(Lines of data)
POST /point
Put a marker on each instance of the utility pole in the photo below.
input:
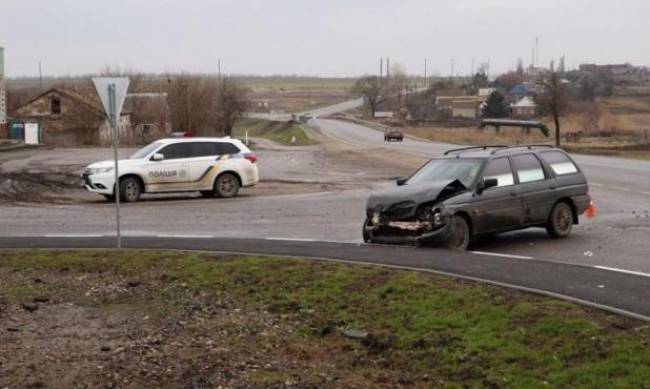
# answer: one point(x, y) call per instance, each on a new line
point(387, 68)
point(425, 73)
point(40, 76)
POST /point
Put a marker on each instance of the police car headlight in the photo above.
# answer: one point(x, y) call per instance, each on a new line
point(100, 170)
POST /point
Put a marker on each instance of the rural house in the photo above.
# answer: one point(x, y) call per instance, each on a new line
point(524, 108)
point(67, 118)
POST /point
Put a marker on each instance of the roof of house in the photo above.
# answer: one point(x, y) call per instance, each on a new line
point(88, 102)
point(525, 102)
point(468, 104)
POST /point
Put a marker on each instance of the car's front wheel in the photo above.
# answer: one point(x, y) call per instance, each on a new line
point(130, 189)
point(461, 234)
point(560, 221)
point(366, 236)
point(226, 186)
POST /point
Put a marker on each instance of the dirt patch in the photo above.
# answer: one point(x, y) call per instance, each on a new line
point(38, 187)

__Task description__.
Arrange every line of the material above as a Markdown table with the columns "Row" and "Line", numbering the rows and skipping blank lines. Leave the pictures out of the answer.

__Final answer__.
| Row | Line |
|---|---|
| 1 | POST /point |
| 2 | Put a marker on each instance of the utility pole in the photo below. |
| 3 | input: |
| 4 | # answer: one point(x, y) call per instance, each on a new line |
| 5 | point(387, 68) |
| 6 | point(425, 73) |
| 7 | point(40, 76) |
| 8 | POST /point |
| 9 | Put a marker on each instance of the police car headlight in the photo above. |
| 10 | # answer: one point(x, y) call per instance, each on a new line |
| 11 | point(100, 170) |
| 12 | POST /point |
| 13 | Put a marker on each instance of the rural house in the photo above. |
| 14 | # answer: one point(x, y) call per instance, each on a new line |
| 15 | point(524, 108) |
| 16 | point(67, 118) |
| 17 | POST /point |
| 18 | Put a marker on each instance of the roof of house in the photo above. |
| 19 | # answer: one point(x, y) call per instance, each on a new line |
| 20 | point(88, 102) |
| 21 | point(525, 102) |
| 22 | point(468, 104) |
| 23 | POST /point |
| 24 | Put a marker on each instance of the car's front wheel in the photo above. |
| 25 | # answer: one point(x, y) call per instance, each on a new line |
| 26 | point(130, 189) |
| 27 | point(461, 234) |
| 28 | point(560, 221) |
| 29 | point(366, 236) |
| 30 | point(226, 186) |
| 31 | POST /point |
| 32 | Put a marker on each instance of the dirt patch in the photo above. |
| 33 | # answer: one point(x, y) call per instance, each on a new line |
| 34 | point(38, 187) |